■ The request
Write out every line of the entries below as a numbered list, skipping any blank lines. Leave the pictures out of your answer.

==================================================

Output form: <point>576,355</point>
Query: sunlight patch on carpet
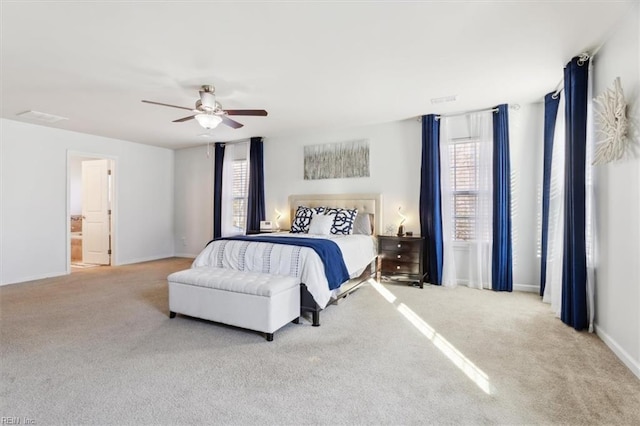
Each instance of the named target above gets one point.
<point>479,377</point>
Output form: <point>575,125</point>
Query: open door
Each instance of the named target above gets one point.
<point>96,212</point>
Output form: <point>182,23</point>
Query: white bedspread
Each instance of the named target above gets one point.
<point>301,262</point>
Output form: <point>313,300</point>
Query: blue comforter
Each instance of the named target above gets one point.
<point>327,250</point>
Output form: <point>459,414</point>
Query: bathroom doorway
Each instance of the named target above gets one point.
<point>90,207</point>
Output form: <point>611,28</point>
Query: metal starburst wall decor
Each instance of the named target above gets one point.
<point>613,125</point>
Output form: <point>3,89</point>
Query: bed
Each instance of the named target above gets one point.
<point>318,288</point>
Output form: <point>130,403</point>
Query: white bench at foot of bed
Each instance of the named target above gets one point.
<point>252,300</point>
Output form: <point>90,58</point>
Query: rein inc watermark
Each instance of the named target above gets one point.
<point>16,420</point>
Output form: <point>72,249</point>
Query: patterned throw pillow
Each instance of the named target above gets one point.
<point>302,219</point>
<point>342,220</point>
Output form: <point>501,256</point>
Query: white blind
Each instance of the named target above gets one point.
<point>240,191</point>
<point>464,184</point>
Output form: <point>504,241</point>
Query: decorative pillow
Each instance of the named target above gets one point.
<point>320,224</point>
<point>302,219</point>
<point>362,224</point>
<point>342,220</point>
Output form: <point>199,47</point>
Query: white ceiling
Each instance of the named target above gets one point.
<point>311,65</point>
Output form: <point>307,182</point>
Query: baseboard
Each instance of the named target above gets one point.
<point>189,255</point>
<point>626,359</point>
<point>529,288</point>
<point>144,259</point>
<point>36,277</point>
<point>516,287</point>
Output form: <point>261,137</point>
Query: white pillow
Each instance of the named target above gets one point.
<point>320,224</point>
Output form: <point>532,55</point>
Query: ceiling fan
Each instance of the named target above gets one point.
<point>209,113</point>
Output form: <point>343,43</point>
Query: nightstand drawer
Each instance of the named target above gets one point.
<point>401,256</point>
<point>403,246</point>
<point>391,266</point>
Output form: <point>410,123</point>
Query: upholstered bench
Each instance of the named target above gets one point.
<point>252,300</point>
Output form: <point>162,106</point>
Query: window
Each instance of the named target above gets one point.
<point>240,193</point>
<point>463,167</point>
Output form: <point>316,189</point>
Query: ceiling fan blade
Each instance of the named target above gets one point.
<point>172,106</point>
<point>258,112</point>
<point>231,123</point>
<point>180,120</point>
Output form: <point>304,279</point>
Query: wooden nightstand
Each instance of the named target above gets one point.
<point>401,256</point>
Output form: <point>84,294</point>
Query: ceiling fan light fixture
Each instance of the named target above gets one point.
<point>208,121</point>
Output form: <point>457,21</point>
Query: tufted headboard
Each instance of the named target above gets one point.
<point>367,203</point>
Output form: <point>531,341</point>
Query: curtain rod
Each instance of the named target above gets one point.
<point>465,112</point>
<point>583,57</point>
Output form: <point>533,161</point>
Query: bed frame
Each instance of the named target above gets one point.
<point>365,203</point>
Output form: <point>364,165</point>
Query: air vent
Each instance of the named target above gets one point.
<point>444,99</point>
<point>41,116</point>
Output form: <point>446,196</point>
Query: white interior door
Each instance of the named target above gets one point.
<point>95,212</point>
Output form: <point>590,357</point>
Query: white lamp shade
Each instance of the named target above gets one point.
<point>208,121</point>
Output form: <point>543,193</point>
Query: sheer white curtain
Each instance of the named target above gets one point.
<point>449,276</point>
<point>480,248</point>
<point>553,287</point>
<point>233,152</point>
<point>480,154</point>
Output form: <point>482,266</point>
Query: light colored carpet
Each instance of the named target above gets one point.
<point>97,347</point>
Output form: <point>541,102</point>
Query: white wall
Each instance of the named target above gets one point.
<point>394,154</point>
<point>618,205</point>
<point>33,195</point>
<point>193,199</point>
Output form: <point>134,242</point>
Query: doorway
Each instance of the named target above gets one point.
<point>90,210</point>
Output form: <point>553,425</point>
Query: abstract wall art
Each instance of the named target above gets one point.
<point>337,160</point>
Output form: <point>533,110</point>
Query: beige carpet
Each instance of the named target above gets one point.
<point>97,347</point>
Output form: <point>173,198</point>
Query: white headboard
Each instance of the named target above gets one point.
<point>365,203</point>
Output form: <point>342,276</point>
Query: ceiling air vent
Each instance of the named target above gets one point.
<point>41,116</point>
<point>444,99</point>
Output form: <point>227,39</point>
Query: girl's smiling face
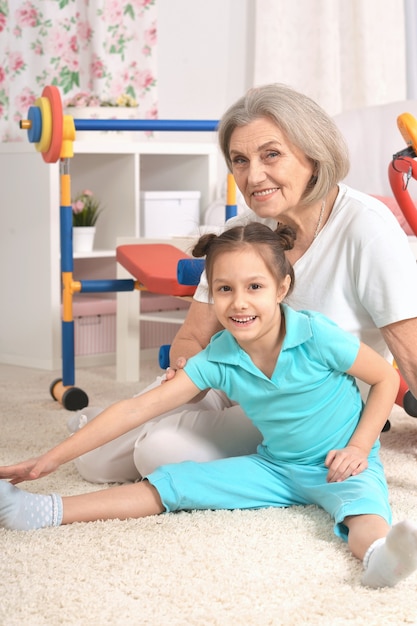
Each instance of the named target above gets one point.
<point>271,173</point>
<point>246,297</point>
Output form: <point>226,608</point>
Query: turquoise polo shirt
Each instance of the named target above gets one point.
<point>309,405</point>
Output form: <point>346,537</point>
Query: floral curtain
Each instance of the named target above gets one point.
<point>100,48</point>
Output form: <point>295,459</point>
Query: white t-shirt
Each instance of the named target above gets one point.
<point>359,271</point>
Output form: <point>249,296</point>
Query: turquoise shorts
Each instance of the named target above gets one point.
<point>255,482</point>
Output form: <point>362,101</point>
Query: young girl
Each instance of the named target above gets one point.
<point>293,373</point>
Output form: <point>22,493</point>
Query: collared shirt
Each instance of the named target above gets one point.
<point>309,405</point>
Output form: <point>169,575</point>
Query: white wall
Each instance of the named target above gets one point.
<point>205,53</point>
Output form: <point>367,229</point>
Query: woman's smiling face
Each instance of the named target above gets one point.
<point>271,173</point>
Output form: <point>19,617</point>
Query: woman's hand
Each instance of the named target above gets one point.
<point>171,371</point>
<point>349,461</point>
<point>31,469</point>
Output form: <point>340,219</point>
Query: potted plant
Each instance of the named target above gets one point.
<point>85,212</point>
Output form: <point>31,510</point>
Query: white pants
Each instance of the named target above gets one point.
<point>213,428</point>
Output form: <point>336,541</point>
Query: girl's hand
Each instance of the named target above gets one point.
<point>349,461</point>
<point>28,470</point>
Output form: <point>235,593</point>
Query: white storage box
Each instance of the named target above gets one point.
<point>169,213</point>
<point>95,323</point>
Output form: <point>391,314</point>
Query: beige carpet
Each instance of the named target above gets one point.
<point>271,567</point>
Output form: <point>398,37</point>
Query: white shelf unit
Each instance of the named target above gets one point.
<point>30,313</point>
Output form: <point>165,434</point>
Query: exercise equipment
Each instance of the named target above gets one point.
<point>401,169</point>
<point>53,135</point>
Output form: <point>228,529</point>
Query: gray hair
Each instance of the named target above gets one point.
<point>304,123</point>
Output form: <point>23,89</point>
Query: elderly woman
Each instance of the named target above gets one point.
<point>351,259</point>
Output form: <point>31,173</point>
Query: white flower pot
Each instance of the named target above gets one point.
<point>83,238</point>
<point>103,113</point>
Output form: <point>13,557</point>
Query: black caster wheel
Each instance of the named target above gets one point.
<point>71,398</point>
<point>410,404</point>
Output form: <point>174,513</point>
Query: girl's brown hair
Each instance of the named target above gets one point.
<point>271,246</point>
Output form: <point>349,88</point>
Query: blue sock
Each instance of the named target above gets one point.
<point>21,510</point>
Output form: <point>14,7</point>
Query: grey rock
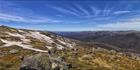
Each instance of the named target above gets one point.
<point>36,62</point>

==================================================

■ Solved problem
1. Output form: <point>576,355</point>
2. Query: sunlight patch on carpet
3. Each instance of the named target above gets one point.
4. <point>479,377</point>
5. Output form: <point>575,125</point>
6. Query: open door
7. Each instance of the named target above gets one point.
8. <point>96,212</point>
9. Output form: <point>182,23</point>
10. Query: white bedspread
11. Each instance of the named target above gets one point.
12. <point>301,262</point>
13. Output form: <point>313,300</point>
14. Query: blue comforter
15. Each instance of the named target above gets one point.
16. <point>327,250</point>
17. Output form: <point>459,414</point>
18. Query: bathroom doorway
19. Each instance of the named target above gets one point.
20. <point>90,207</point>
21. Output form: <point>611,28</point>
22. Query: metal starburst wall decor
23. Each instance of the named target above gets one point.
24. <point>613,125</point>
25. Output form: <point>3,89</point>
26. Query: bed
27. Each instance of the named target above gets one point.
28. <point>318,288</point>
29. Output form: <point>130,403</point>
30. Query: white bench at foot of bed
31. Each instance of the named target above gets one point.
32. <point>252,300</point>
33. Output form: <point>90,58</point>
34. Query: rein inc watermark
35. Each instance of the named target above gets one point.
36. <point>16,420</point>
37. Output form: <point>72,249</point>
38. Query: patterned throw pillow
39. Each instance of the named target above gets one point.
40. <point>302,219</point>
41. <point>342,220</point>
42. Output form: <point>501,256</point>
43. Query: white blind
44. Each instance of the named target above gets one point.
45. <point>240,191</point>
46. <point>464,184</point>
47. Output form: <point>504,241</point>
48. Query: decorative pillow
49. Each instance of the named target above gets one point.
50. <point>320,224</point>
51. <point>302,219</point>
52. <point>362,224</point>
53. <point>342,220</point>
54. Output form: <point>199,47</point>
55. Query: white ceiling
56. Each instance of the named target above gets one point.
57. <point>311,65</point>
58. Output form: <point>307,182</point>
59. Query: baseboard
60. Each instance of the named target above gets one point.
61. <point>189,255</point>
62. <point>626,359</point>
63. <point>529,288</point>
64. <point>144,259</point>
65. <point>36,277</point>
66. <point>516,287</point>
67. Output form: <point>261,137</point>
68. Query: white pillow
69. Each instance of the named target above gets one point.
70. <point>320,224</point>
71. Output form: <point>532,55</point>
72. Query: ceiling fan
73. Each instance of the named target above gets one point.
74. <point>209,113</point>
75. Output form: <point>343,43</point>
76. Query: nightstand drawer
77. Each instance of the named target above gets one point.
78. <point>401,256</point>
79. <point>403,246</point>
80. <point>391,266</point>
81. Output form: <point>410,123</point>
82. Query: upholstered bench
83. Each instance of the named target above gets one point.
84. <point>252,300</point>
85. Output form: <point>162,106</point>
86. Query: window
87. Each instance of the named target above gets one point.
88. <point>240,193</point>
89. <point>463,167</point>
90. Output form: <point>316,189</point>
91. Query: ceiling fan blade
92. Each instance of the named target above gets one point.
93. <point>172,106</point>
94. <point>258,112</point>
95. <point>231,123</point>
96. <point>180,120</point>
97. Output form: <point>304,279</point>
98. Query: wooden nightstand
99. Each instance of the named target above gets one point.
100. <point>401,256</point>
101. Output form: <point>84,294</point>
102. Query: ceiling fan light fixture
103. Each instance of the named target above gets one point.
104. <point>208,121</point>
105. Output form: <point>457,21</point>
106. Query: tufted headboard
107. Each instance of the named target above gets one point.
108. <point>367,203</point>
109. Output form: <point>531,341</point>
110. Query: curtain rod
111. Each instance of the named target above gets one point.
112. <point>465,112</point>
113. <point>583,57</point>
114. Output form: <point>533,161</point>
115. Query: bed frame
116. Each instance of the named target above gets one point.
117. <point>365,203</point>
118. Output form: <point>364,165</point>
119. Query: air vent
120. Each instance of the named target above gets one point.
121. <point>444,99</point>
122. <point>41,116</point>
123. Output form: <point>446,196</point>
124. Query: white interior door
125. Each instance of the named target above gets one point.
126. <point>95,212</point>
127. Output form: <point>590,357</point>
128. Query: white lamp shade
129. Each instance of the named target above gets one point.
130. <point>208,121</point>
131. Output form: <point>543,193</point>
132. Query: sheer white curtain
133. Each instance of the named target above gets one point.
134. <point>449,276</point>
135. <point>480,248</point>
136. <point>553,287</point>
137. <point>233,152</point>
138. <point>480,154</point>
139. Output form: <point>482,266</point>
140. Query: light colored carpet
141. Each instance of the named target above gets one point.
142. <point>97,347</point>
143. Output form: <point>541,102</point>
144. Query: white wall
145. Each instance of the named target above gets one point.
146. <point>394,154</point>
147. <point>618,205</point>
148. <point>33,195</point>
149. <point>193,199</point>
150. Output form: <point>134,242</point>
151. Query: doorway
152. Each instance of the named target above gets one point.
153. <point>90,210</point>
154. Output form: <point>553,425</point>
155. Query: abstract wall art
156. Each instance of the named target above gets one point.
157. <point>337,160</point>
158. Output form: <point>533,110</point>
159. Query: beige carpet
160. Each instance of the named target above gets one point.
161. <point>97,347</point>
162. Output form: <point>173,198</point>
163. Query: white headboard
164. Each instance of the named target above gets one point.
165. <point>365,203</point>
166. Output form: <point>342,276</point>
167. Query: ceiling air vent
168. Each instance of the named target above gets one point.
169. <point>41,116</point>
170. <point>444,99</point>
171. Output form: <point>227,39</point>
172. Query: girl's smiling face
173. Each instance of the named target above gets one point.
174. <point>271,173</point>
175. <point>246,297</point>
176. Output form: <point>226,608</point>
177. Query: turquoise polo shirt
178. Each instance of the named target above gets one point.
179. <point>309,405</point>
180. Output form: <point>346,537</point>
181. Query: floral curtain
182. Each instance of the named target above gets one point.
183. <point>100,48</point>
184. Output form: <point>295,459</point>
185. Query: white t-shirt
186. Each instance of the named target above gets one point.
187. <point>359,271</point>
188. Output form: <point>249,296</point>
189. Query: turquoise shorts
190. Each instance of the named target above gets one point.
191. <point>255,482</point>
192. Output form: <point>362,101</point>
193. Query: young girl
194. Each instance of the named target above gets one point.
195. <point>293,373</point>
196. Output form: <point>22,493</point>
197. Query: collared shirt
198. Each instance of the named target above gets one point.
199. <point>309,405</point>
200. Output form: <point>169,575</point>
201. Query: white wall
202. Each instance of the named target above gets one point.
203. <point>205,53</point>
204. Output form: <point>367,229</point>
205. Query: woman's smiling face
206. Each instance of the named target above gets one point.
207. <point>271,173</point>
208. Output form: <point>19,617</point>
209. Query: woman's hand
210. Each instance of the named target above gets one point.
211. <point>171,371</point>
212. <point>349,461</point>
213. <point>31,469</point>
214. Output form: <point>340,219</point>
215. Query: potted plant
216. Each instance of the named target above gets one point.
217. <point>85,212</point>
218. Output form: <point>31,510</point>
219. Query: white pants
220. Each instance of the named target above gets one point.
221. <point>213,428</point>
222. Output form: <point>336,541</point>
223. Query: girl's hand
224. Each instance of the named target above gets one point.
225. <point>349,461</point>
226. <point>28,470</point>
227. Output form: <point>235,593</point>
228. Query: white storage box
229. Each instance of the named target above gets one point.
230. <point>169,213</point>
231. <point>95,323</point>
232. Output form: <point>391,314</point>
233. Query: beige carpet
234. Each instance of the named target above gets one point.
235. <point>271,567</point>
236. Output form: <point>398,37</point>
237. Query: white shelf unit
238. Each instance of the named target above gets one point.
239. <point>30,313</point>
240. Output form: <point>165,434</point>
241. Query: exercise equipment
242. Each instance of the named target above gets one point.
243. <point>401,169</point>
244. <point>53,135</point>
245. Output form: <point>228,529</point>
246. Query: gray hair
247. Each instance of the named target above gets one point.
248. <point>304,123</point>
249. Output form: <point>23,89</point>
250. Query: elderly woman
251. Each instance of the named target above gets one point.
252. <point>351,259</point>
253. Output form: <point>31,173</point>
254. Query: white flower pot
255. Each instance of the named target above gets one point.
256. <point>83,238</point>
257. <point>103,113</point>
258. Output form: <point>13,557</point>
259. Query: black caster wheel
260. Each instance of the named target above gets one point.
261. <point>71,398</point>
262. <point>410,404</point>
263. Output form: <point>174,513</point>
264. Query: girl's brown hair
265. Each instance of the named target above gets one point.
266. <point>271,246</point>
267. Output form: <point>349,88</point>
268. Query: blue sock
269. Each instance of the named target above gets one point.
270. <point>21,510</point>
271. Output form: <point>14,7</point>
272. Query: grey rock
273. Each instance of the named target above gets one point.
274. <point>36,62</point>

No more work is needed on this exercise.